[Stored items]

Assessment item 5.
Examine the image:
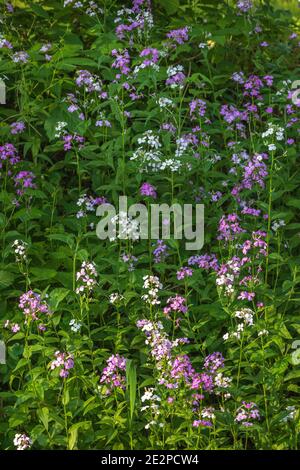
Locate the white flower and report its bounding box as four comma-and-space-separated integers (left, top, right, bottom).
109, 292, 124, 304
12, 240, 28, 262
158, 97, 174, 109
69, 319, 82, 332
13, 433, 32, 450
54, 121, 67, 138
272, 219, 285, 232
258, 329, 269, 337
281, 406, 297, 422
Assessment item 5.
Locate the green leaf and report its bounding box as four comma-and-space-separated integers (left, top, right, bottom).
37, 407, 49, 432
49, 288, 69, 311
68, 421, 91, 450
126, 359, 137, 420
0, 270, 15, 289
30, 267, 57, 280
157, 0, 179, 14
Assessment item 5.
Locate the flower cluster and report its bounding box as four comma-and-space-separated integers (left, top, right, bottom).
99, 354, 127, 394
0, 143, 20, 171
166, 27, 189, 45
110, 212, 140, 241
235, 402, 260, 427
13, 433, 32, 450
236, 1, 253, 14
76, 194, 106, 218
217, 213, 245, 242
111, 49, 131, 77
12, 239, 27, 262
163, 295, 188, 323
50, 351, 74, 378
10, 121, 25, 134
140, 182, 157, 198
75, 261, 98, 294
176, 266, 193, 280
12, 51, 29, 63
166, 65, 186, 89
19, 291, 50, 322
75, 69, 102, 93
14, 171, 36, 196
122, 252, 138, 271
189, 99, 207, 119
153, 239, 168, 263
4, 320, 21, 333
114, 1, 153, 42
63, 134, 85, 151
69, 319, 82, 333
140, 388, 163, 430
141, 275, 163, 305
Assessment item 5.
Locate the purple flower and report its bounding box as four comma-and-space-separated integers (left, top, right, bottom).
220, 104, 245, 124
163, 295, 187, 320
236, 0, 253, 13
40, 43, 52, 53
140, 48, 159, 65
140, 182, 157, 198
14, 171, 36, 196
0, 37, 13, 49
238, 291, 255, 301
193, 419, 213, 427
112, 49, 131, 76
166, 65, 186, 89
6, 3, 14, 13
137, 319, 174, 364
189, 99, 207, 119
100, 354, 127, 394
63, 134, 85, 151
232, 71, 245, 84
10, 121, 26, 134
166, 27, 189, 45
95, 119, 111, 128
19, 290, 50, 322
114, 3, 151, 40
217, 213, 245, 242
204, 352, 224, 374
263, 75, 273, 86
232, 153, 268, 197
0, 143, 20, 171
11, 323, 20, 333
122, 252, 138, 271
243, 74, 264, 99
188, 253, 219, 271
177, 266, 193, 280
75, 70, 102, 93
12, 51, 29, 63
241, 206, 261, 217
161, 122, 176, 133
153, 239, 168, 263
51, 351, 74, 378
235, 401, 260, 426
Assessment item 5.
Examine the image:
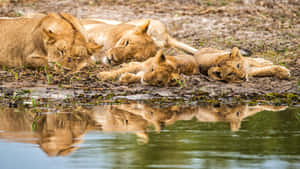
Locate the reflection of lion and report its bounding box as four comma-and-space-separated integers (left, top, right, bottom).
35, 112, 96, 156
0, 13, 101, 71
98, 47, 290, 85
0, 103, 289, 152
82, 19, 157, 65
115, 103, 287, 132
0, 107, 96, 156
92, 105, 150, 143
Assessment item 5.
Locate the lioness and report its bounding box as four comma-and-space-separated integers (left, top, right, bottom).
82, 19, 157, 65
97, 47, 290, 85
0, 13, 101, 71
85, 18, 198, 55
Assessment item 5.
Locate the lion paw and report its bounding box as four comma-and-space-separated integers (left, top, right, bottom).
119, 73, 141, 84
97, 72, 114, 80
275, 66, 290, 79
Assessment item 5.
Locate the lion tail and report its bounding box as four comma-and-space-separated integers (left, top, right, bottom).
167, 35, 198, 55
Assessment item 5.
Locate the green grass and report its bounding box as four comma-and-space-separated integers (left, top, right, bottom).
44, 66, 52, 84
175, 78, 186, 88
31, 121, 38, 131
14, 72, 18, 80
31, 98, 36, 107
46, 73, 52, 84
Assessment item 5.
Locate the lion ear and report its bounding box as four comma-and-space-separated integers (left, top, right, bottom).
136, 19, 150, 34
87, 43, 103, 55
208, 67, 222, 80
155, 50, 166, 64
42, 28, 57, 44
229, 47, 242, 59
58, 12, 89, 42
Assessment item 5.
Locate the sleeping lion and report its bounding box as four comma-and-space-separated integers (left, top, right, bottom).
0, 13, 101, 71
97, 47, 290, 86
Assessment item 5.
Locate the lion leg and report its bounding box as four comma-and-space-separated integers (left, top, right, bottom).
97, 62, 142, 81
25, 54, 48, 68
249, 105, 288, 112
167, 35, 198, 55
245, 57, 273, 67
249, 65, 290, 79
97, 69, 127, 81
119, 73, 142, 84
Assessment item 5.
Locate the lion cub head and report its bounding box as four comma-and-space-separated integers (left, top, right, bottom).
141, 50, 181, 86
208, 47, 248, 83
104, 20, 157, 65
40, 13, 102, 71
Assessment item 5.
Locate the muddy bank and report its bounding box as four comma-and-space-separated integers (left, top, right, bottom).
0, 66, 298, 105
0, 0, 299, 104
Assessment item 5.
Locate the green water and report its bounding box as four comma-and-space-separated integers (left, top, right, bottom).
0, 103, 299, 169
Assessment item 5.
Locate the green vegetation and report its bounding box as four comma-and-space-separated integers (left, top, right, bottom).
175, 78, 186, 88
31, 121, 37, 131
31, 98, 36, 107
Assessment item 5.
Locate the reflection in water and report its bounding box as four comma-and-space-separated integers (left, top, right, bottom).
0, 106, 98, 156
0, 103, 287, 156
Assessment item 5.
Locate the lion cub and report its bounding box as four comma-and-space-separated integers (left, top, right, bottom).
198, 48, 291, 82
97, 50, 198, 86
97, 48, 290, 86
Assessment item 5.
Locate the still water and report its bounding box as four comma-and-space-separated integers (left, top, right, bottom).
0, 103, 299, 169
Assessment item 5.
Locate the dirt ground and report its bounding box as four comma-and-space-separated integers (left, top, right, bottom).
0, 0, 299, 104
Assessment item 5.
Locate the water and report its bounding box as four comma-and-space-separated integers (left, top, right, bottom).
0, 103, 299, 169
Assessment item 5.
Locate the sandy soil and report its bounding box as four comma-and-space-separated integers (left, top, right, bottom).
0, 0, 299, 103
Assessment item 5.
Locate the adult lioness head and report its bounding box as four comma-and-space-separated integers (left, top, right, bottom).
208, 47, 248, 83
39, 13, 101, 71
141, 50, 181, 86
103, 20, 157, 65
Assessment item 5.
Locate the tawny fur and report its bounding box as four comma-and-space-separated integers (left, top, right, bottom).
195, 47, 290, 82
86, 18, 198, 54
113, 103, 287, 132
92, 105, 149, 142
97, 47, 290, 86
0, 103, 287, 148
0, 13, 101, 71
81, 19, 157, 65
97, 50, 198, 86
0, 107, 95, 156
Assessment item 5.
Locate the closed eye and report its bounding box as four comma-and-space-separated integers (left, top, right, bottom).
170, 78, 177, 83
58, 50, 65, 57
124, 40, 129, 46
214, 71, 221, 77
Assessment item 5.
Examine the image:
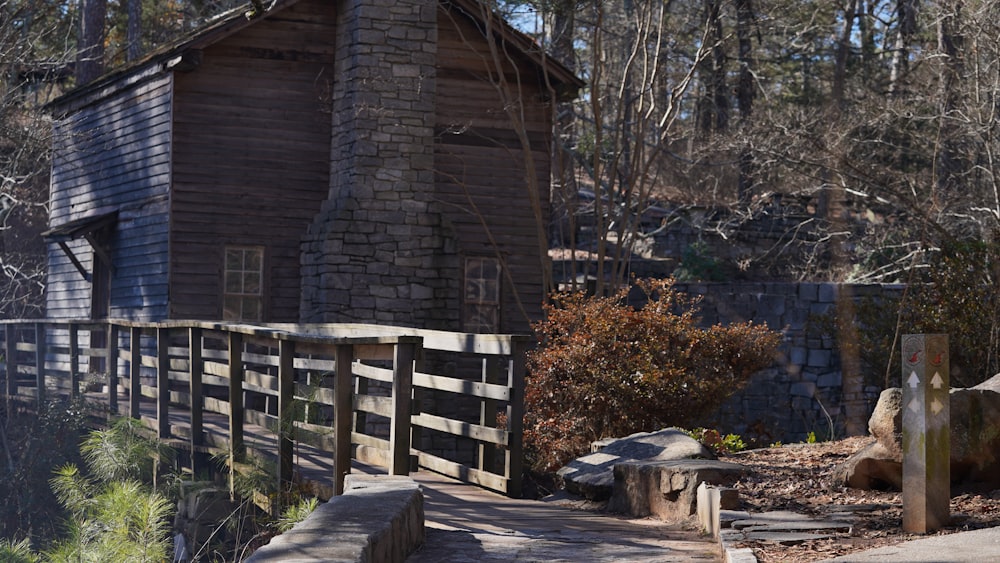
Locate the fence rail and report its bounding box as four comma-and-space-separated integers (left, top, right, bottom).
0, 319, 527, 501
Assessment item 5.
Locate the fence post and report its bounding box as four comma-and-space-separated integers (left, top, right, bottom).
390, 340, 415, 476
5, 324, 16, 403
409, 347, 425, 472
107, 323, 119, 415
69, 324, 80, 399
276, 338, 295, 507
189, 328, 204, 468
34, 323, 46, 406
228, 331, 245, 480
156, 327, 170, 438
504, 337, 528, 498
129, 327, 141, 418
334, 343, 354, 495
478, 356, 501, 476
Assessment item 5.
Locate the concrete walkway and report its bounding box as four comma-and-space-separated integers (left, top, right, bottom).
406, 471, 720, 562
820, 526, 1000, 562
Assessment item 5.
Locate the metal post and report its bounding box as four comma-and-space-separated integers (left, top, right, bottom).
902, 333, 950, 533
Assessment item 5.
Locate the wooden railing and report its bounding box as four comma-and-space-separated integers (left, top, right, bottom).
0, 320, 528, 499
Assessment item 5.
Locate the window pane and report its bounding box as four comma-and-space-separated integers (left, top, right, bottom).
223, 246, 264, 322
244, 272, 261, 294
225, 249, 242, 270
463, 256, 500, 333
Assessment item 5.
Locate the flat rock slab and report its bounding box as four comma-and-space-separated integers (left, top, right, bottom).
557, 428, 715, 500
732, 511, 853, 533
742, 531, 835, 544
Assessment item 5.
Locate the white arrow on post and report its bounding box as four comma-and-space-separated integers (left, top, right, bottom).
908, 371, 920, 388
931, 372, 945, 389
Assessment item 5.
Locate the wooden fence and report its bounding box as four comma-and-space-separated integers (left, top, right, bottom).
0, 320, 528, 500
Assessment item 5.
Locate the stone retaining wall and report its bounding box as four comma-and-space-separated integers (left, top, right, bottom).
248, 475, 424, 562
670, 282, 903, 444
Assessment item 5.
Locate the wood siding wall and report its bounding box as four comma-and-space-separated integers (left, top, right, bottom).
434, 6, 554, 333
47, 74, 174, 320
169, 0, 336, 321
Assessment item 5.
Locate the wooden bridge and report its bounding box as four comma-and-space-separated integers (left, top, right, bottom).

WHAT THE TASK ASKS =>
Could you output exactly the lines from the one containing "Locate the wood siding" to the end of the entries above, both included, and no others?

COMPLETED EXERCISE =>
Locate the wood siding wall and report its bounding box as four comma-and-space-separated integers (left, top, right, bottom).
434, 6, 554, 333
47, 74, 174, 320
169, 0, 336, 321
Assessment item 5.
Locate the wooden bridge and report its bounding box as four comma-and-space-separated integers (left, top, right, bottom).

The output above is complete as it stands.